* [Выбранный отрывок]
Лики страха в творчестве Глеба Самойлова

Обращаясь к поэтическому миру Глеба Самойлова, мы словно принимаем приглашение, звучащее в тексте песни «Опиум для никого» - «поиграем в декаданс». Его творческий путь начался в рамках знаменитой рок-группы «Агата Кристи», во главе которой он был вместе со своим братом Вадимом Самойловым, и продолжился после её распада (в 2010 г.) в сольной карьере, реализовавшейся в создании новой группы «The Matrixx». Также им были записаны альбомы «Маленький Фриц» (1991 г.) и «Свистопляска» (1992 г.). В данной статье будут проанализированы тексты из всех вышеперечисленных творческих проектов.

* [Что нужно сделать]
Перепишите слово в слово кусок текста о творчестве Глеба Самойлова: от слов «Лики страха в» до слов «вышеперечисленных творческих проектов.» включительно.

Записи данных

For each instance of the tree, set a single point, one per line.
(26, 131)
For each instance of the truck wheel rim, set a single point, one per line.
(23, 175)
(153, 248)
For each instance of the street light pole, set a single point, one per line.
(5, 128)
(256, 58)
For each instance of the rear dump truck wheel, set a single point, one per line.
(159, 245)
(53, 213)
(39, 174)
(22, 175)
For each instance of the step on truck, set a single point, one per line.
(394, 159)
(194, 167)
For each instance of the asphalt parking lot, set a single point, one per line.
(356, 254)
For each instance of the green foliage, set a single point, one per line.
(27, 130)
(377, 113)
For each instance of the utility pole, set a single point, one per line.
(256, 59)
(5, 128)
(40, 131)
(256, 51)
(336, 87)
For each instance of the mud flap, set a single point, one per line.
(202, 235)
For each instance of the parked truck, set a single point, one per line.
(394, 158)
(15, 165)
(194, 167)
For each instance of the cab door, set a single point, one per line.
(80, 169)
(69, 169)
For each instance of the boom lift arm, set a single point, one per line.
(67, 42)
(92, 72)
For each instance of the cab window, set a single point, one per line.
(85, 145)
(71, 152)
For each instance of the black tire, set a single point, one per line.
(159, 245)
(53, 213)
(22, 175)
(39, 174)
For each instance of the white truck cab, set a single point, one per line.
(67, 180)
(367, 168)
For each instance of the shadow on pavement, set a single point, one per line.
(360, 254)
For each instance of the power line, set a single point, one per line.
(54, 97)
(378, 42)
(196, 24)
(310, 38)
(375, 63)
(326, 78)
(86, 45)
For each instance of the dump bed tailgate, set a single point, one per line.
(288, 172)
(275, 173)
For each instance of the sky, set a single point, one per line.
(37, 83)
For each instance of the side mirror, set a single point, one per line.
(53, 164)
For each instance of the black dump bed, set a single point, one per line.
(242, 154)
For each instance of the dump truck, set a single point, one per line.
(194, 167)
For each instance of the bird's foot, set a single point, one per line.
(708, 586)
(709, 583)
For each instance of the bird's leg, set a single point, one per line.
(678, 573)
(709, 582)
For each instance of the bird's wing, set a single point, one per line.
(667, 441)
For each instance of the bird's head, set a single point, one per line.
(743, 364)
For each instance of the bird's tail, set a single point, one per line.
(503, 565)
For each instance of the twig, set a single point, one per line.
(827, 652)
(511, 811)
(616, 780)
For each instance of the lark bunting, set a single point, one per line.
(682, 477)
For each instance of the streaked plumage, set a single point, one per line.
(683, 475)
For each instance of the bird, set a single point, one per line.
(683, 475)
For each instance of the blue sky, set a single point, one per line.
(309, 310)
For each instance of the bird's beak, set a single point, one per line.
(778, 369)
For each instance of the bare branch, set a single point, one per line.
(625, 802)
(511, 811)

==

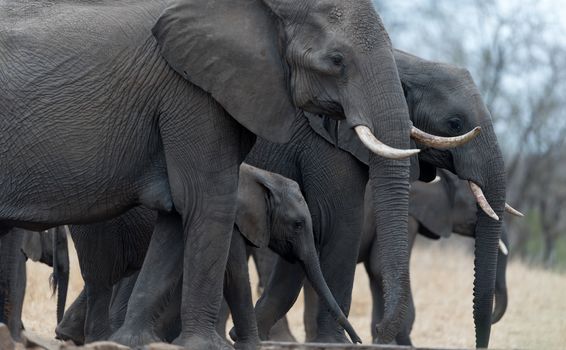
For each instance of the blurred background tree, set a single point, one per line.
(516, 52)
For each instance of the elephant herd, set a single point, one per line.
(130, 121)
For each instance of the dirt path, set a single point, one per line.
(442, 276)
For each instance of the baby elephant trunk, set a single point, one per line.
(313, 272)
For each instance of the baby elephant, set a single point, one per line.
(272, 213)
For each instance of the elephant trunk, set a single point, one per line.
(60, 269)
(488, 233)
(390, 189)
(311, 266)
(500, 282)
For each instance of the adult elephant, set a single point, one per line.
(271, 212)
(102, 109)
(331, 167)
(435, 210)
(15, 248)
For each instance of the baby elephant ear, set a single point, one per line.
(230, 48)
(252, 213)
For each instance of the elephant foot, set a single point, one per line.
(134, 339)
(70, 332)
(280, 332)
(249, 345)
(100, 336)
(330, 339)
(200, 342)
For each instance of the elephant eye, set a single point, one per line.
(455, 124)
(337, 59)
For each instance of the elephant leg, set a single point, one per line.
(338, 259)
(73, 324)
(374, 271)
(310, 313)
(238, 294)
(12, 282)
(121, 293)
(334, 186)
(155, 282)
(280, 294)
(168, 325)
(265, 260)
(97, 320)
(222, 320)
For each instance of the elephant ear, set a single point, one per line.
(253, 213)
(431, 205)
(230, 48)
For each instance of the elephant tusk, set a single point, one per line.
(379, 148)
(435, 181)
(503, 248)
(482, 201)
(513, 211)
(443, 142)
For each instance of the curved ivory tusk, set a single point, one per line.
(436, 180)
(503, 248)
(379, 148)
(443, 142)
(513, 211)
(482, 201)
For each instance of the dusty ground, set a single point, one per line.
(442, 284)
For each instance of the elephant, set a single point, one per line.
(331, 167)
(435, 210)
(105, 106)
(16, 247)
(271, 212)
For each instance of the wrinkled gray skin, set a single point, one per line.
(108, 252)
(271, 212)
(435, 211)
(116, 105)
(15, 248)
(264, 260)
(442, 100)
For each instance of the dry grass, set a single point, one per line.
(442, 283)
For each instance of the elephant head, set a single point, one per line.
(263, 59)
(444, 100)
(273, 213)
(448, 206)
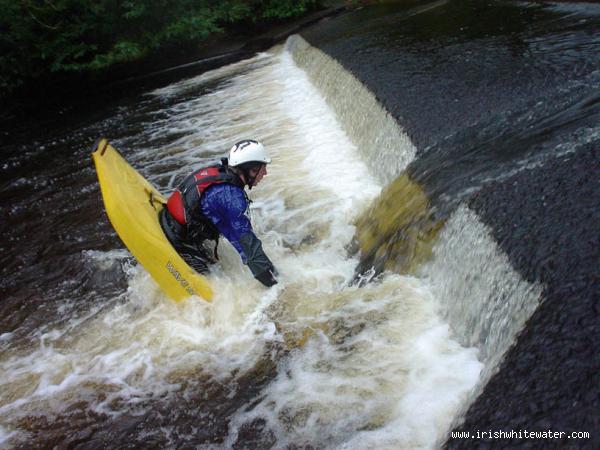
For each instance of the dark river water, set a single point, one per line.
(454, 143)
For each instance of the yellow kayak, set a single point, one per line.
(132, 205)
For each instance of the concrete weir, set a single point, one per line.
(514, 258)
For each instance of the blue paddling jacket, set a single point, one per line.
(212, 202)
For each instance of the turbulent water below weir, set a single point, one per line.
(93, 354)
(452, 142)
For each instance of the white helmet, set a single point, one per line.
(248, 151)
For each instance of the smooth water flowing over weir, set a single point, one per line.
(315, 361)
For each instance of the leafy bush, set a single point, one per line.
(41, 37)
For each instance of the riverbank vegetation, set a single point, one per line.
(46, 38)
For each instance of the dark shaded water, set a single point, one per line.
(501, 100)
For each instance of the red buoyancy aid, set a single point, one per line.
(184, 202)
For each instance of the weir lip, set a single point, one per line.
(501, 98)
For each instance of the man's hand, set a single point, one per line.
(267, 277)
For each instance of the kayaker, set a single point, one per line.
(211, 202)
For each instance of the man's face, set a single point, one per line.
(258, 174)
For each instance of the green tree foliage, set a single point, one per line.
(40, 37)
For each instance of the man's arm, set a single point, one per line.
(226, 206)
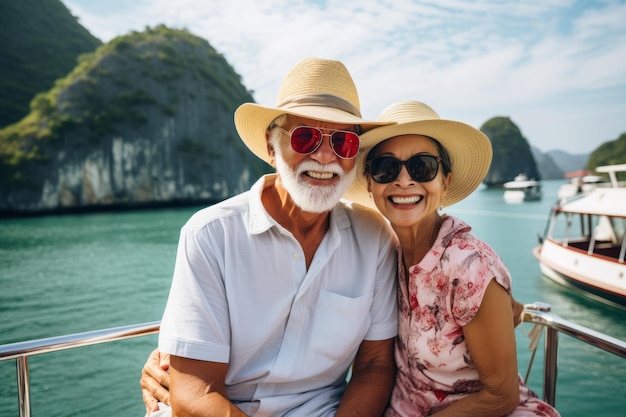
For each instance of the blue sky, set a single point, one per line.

* [Итоговый ответ]
Лики страха в творчестве Глеба Самойлова

Обращаясь к поэтическому миру Глеба Самойлова, мы словно принимаем приглашение, звучащее в тексте песни «Опиум для никого» - «поиграем в декаданс». Его творческий путь начался в рамках знаменитой рок-группы «Агата Кристи», во главе которой он был вместе со своим братом Вадимом Самойловым, и продолжился после её распада (в 2010 г.) в сольной карьере, реализовавшейся в создании новой группы «The Matrixx». Также им были записаны альбомы «Маленький Фриц» (1991 г.) и «Свистопляска» (1992 г.). В данной статье будут проанализированы тексты из всех вышеперечисленных творческих проектов.